Excerpt to read:
================================

I know that the shadow Minister is passionate about his defence brief and we have spoken many times. Is there a Labour position on what would be done at RAF Scampton and RAF Linton-on-Ouse?

I will address that later in my contribution.

It is important that we look at civilian employees who are not able to move and the impact any closure would have on them. They may have restrictions that perhaps Air Force personnel do not have.

RAF Scampton is known to many as the base for the world-famous Red Arrows, as well as having historic links to the Dambusters. As my hon. Friend the Member for Scunthorpe (Nic Dakin) has highlighted, there are historic links to RAF Scampton that we must consider. I ask the Minister to assure the House that any decision about the future of the site would take full account of those historic links.

To address the hon. Lady’s intervention, the Leader of the Opposition has made it clear that we want to see RAF Scampton continue as the home for the Red Arrows, for many years to come. It is a case of prioritising and taking into consideration my points about the links it has, as well as the economic impact of closures, not just on the RAF but on the wider economy and community.

Can the Minister outline what consideration has been given to preserving the heritage centre at RAF Scampton? We understand that the Government are considering other potential defence uses for the site at RAF Linton-on-Ouse, ahead of any potential closure. Can the Minister set out what possible uses there may be and what the timescale is for exploring those options? It is important, as we have said, to look at the wider impact and the community value of the sites.

================================

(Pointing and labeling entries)
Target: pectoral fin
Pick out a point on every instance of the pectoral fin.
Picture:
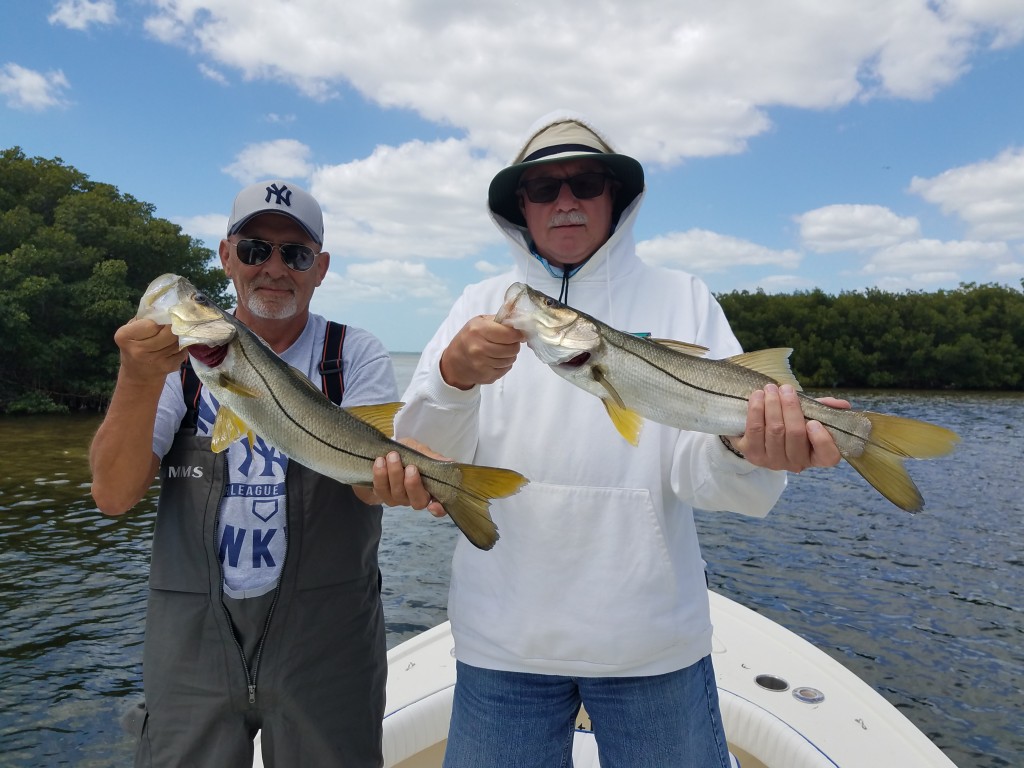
(772, 363)
(232, 386)
(227, 428)
(379, 417)
(627, 421)
(694, 350)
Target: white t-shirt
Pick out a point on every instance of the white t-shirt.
(252, 536)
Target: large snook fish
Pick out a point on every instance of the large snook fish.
(258, 391)
(670, 382)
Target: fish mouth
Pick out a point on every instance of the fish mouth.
(512, 296)
(197, 325)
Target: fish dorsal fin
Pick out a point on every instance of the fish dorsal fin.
(227, 428)
(772, 363)
(694, 350)
(627, 421)
(236, 387)
(379, 417)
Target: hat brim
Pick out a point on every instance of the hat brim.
(504, 201)
(274, 212)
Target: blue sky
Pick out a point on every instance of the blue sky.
(787, 145)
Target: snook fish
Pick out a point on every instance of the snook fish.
(258, 391)
(671, 383)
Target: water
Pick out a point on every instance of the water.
(927, 608)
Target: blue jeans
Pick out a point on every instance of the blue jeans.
(520, 720)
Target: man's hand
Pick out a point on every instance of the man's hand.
(480, 353)
(148, 351)
(397, 485)
(777, 435)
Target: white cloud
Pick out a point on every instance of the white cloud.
(987, 196)
(925, 259)
(35, 91)
(677, 80)
(213, 74)
(700, 251)
(284, 158)
(854, 227)
(421, 200)
(79, 14)
(208, 227)
(387, 281)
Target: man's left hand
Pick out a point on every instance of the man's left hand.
(777, 435)
(400, 485)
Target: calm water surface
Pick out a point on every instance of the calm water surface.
(927, 608)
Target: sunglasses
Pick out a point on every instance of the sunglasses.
(295, 255)
(583, 185)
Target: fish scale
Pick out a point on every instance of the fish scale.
(259, 392)
(672, 383)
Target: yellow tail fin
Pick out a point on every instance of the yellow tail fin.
(469, 510)
(894, 438)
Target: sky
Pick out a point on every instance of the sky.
(787, 145)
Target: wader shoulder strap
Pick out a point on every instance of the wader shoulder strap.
(332, 377)
(190, 386)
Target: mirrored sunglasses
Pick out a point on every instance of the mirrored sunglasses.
(295, 255)
(583, 186)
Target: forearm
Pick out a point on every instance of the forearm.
(121, 455)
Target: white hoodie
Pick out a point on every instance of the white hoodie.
(598, 570)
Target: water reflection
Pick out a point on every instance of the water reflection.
(925, 607)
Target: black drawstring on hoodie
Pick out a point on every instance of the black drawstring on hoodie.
(563, 294)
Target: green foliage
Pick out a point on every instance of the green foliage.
(75, 258)
(969, 338)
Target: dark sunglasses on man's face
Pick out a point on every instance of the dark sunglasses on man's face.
(295, 255)
(583, 185)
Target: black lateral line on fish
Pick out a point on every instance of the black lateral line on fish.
(340, 449)
(672, 376)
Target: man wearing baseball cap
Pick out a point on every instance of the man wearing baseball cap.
(264, 610)
(596, 594)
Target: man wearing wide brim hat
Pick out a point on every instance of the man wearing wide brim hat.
(565, 139)
(595, 593)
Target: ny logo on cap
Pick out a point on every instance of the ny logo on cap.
(284, 195)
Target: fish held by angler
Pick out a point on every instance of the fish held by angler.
(672, 383)
(259, 392)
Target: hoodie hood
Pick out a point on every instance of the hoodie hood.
(612, 259)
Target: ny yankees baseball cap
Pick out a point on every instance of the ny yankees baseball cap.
(278, 197)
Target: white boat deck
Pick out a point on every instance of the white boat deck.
(784, 702)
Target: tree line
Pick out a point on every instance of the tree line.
(968, 338)
(76, 256)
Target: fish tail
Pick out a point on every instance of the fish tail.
(892, 440)
(469, 508)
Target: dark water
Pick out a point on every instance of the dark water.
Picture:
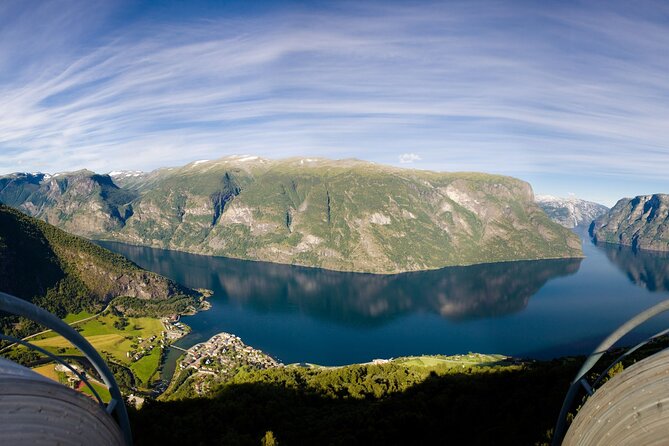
(538, 309)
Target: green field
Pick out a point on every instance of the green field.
(467, 360)
(74, 317)
(115, 342)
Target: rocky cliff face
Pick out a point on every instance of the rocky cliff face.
(341, 215)
(641, 222)
(82, 202)
(570, 212)
(66, 273)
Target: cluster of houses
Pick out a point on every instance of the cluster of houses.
(145, 347)
(224, 352)
(174, 329)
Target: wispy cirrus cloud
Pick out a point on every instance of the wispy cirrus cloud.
(406, 158)
(490, 86)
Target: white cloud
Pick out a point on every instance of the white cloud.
(409, 158)
(469, 85)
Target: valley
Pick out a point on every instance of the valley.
(344, 215)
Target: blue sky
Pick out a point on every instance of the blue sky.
(570, 96)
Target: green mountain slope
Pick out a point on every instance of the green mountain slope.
(342, 215)
(67, 274)
(641, 222)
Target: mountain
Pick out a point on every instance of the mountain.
(570, 212)
(641, 222)
(66, 274)
(81, 202)
(342, 215)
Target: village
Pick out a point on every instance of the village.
(224, 353)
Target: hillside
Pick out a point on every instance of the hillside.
(641, 222)
(67, 274)
(342, 215)
(570, 212)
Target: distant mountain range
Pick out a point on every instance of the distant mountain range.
(641, 222)
(67, 274)
(570, 212)
(342, 215)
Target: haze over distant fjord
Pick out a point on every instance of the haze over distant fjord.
(475, 86)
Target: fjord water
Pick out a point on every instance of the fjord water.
(537, 309)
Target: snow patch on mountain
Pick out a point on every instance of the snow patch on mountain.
(570, 212)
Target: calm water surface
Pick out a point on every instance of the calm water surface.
(535, 309)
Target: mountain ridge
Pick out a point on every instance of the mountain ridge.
(346, 215)
(65, 273)
(641, 222)
(570, 212)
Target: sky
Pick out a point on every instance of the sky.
(570, 96)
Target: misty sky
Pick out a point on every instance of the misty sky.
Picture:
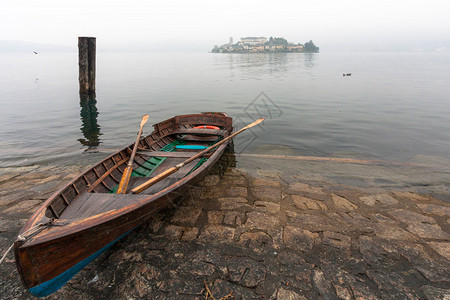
(329, 23)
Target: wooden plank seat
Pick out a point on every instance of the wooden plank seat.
(178, 154)
(199, 131)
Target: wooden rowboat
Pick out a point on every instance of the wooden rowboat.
(86, 217)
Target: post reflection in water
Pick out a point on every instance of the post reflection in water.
(89, 126)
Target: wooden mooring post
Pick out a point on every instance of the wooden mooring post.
(86, 63)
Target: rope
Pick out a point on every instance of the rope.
(23, 237)
(6, 253)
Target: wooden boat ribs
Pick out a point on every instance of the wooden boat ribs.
(91, 216)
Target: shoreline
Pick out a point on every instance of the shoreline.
(257, 231)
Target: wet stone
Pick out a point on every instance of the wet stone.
(323, 285)
(236, 191)
(245, 271)
(266, 182)
(232, 218)
(443, 248)
(267, 193)
(410, 217)
(210, 180)
(342, 203)
(391, 285)
(437, 210)
(307, 203)
(288, 295)
(255, 241)
(336, 240)
(390, 232)
(212, 192)
(222, 289)
(434, 271)
(215, 217)
(232, 203)
(299, 239)
(234, 180)
(428, 231)
(436, 293)
(186, 215)
(305, 188)
(180, 232)
(217, 234)
(411, 196)
(269, 207)
(379, 199)
(262, 221)
(304, 219)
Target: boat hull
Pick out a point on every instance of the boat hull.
(49, 259)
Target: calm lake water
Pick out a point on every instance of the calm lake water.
(394, 106)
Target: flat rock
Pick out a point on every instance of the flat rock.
(267, 193)
(186, 215)
(181, 232)
(305, 188)
(428, 231)
(236, 191)
(411, 196)
(269, 207)
(299, 239)
(215, 217)
(304, 219)
(307, 203)
(288, 295)
(323, 285)
(245, 271)
(410, 217)
(342, 203)
(378, 199)
(443, 248)
(256, 241)
(265, 182)
(389, 232)
(231, 203)
(435, 293)
(336, 240)
(234, 180)
(209, 192)
(210, 180)
(438, 210)
(217, 234)
(262, 221)
(232, 218)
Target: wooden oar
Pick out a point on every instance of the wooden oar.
(129, 169)
(172, 170)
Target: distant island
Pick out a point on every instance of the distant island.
(264, 45)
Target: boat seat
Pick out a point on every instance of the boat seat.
(199, 131)
(178, 154)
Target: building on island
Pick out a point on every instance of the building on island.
(264, 45)
(253, 41)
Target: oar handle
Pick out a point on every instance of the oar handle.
(172, 170)
(123, 184)
(156, 179)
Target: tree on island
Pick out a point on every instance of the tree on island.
(277, 41)
(310, 47)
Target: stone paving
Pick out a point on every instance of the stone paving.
(258, 236)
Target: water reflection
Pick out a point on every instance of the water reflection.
(89, 126)
(309, 60)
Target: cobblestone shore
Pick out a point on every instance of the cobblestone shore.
(256, 236)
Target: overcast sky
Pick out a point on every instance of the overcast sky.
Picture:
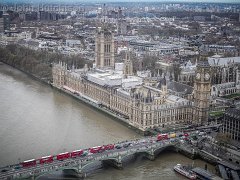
(100, 1)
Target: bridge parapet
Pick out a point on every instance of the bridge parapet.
(116, 156)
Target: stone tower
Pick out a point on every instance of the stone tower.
(128, 65)
(104, 49)
(202, 89)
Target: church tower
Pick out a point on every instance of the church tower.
(128, 65)
(104, 49)
(202, 89)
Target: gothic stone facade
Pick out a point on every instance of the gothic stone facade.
(144, 106)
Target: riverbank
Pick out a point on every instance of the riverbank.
(86, 102)
(101, 109)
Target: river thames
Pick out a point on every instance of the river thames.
(36, 121)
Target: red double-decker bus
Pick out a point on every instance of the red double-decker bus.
(46, 159)
(63, 156)
(162, 137)
(96, 149)
(29, 163)
(108, 147)
(76, 153)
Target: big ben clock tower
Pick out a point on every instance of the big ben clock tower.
(202, 90)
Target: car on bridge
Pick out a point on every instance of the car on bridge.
(76, 153)
(63, 156)
(96, 149)
(46, 159)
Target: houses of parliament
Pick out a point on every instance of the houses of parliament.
(145, 104)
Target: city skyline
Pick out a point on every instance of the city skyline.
(124, 1)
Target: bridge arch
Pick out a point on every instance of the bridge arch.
(39, 175)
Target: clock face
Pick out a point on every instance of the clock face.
(198, 76)
(207, 76)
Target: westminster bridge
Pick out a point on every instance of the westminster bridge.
(148, 147)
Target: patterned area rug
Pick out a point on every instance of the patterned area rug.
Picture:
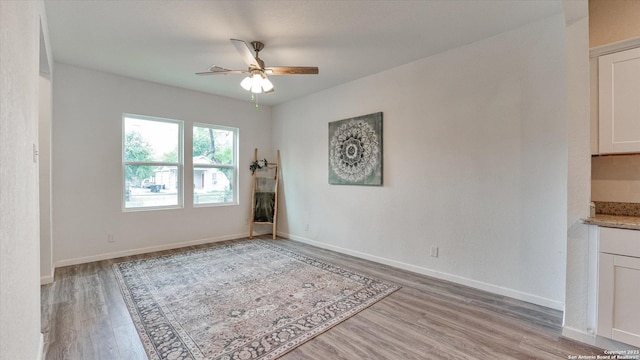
(247, 300)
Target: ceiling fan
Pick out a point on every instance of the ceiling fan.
(257, 81)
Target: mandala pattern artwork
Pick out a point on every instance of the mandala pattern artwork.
(354, 150)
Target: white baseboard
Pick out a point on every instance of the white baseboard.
(117, 254)
(579, 335)
(41, 355)
(531, 298)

================================

Written task 1:
Which sentences in the debate excerpt end with a question mark? Quote each one.
Written task 2:
Can you rewrite the paragraph of the debate excerpt that begins "To address the hon. Lady's intervention" as a short bulleted list that keeps its main facts?
These records were taken from a separate source.

Exercise answer 1:
- "Is there a Labour position on what would be done at RAF Scampton and RAF Linton-on-Ouse?"
- "Can the Minister outline what consideration has been given to preserving the heritage centre at RAF Scampton?"
- "Can the Minister set out what possible uses there may be and what the timescale is for exploring those options?"

Exercise answer 2:
- The Leader of the Opposition has made clear that Labour wants RAF Scampton to remain the home of the Red Arrows for many years to come.
- This means prioritizing and weighing the speaker's earlier points about the site's links.
- It also means considering the economic impact of closures on the RAF and on the wider economy and community.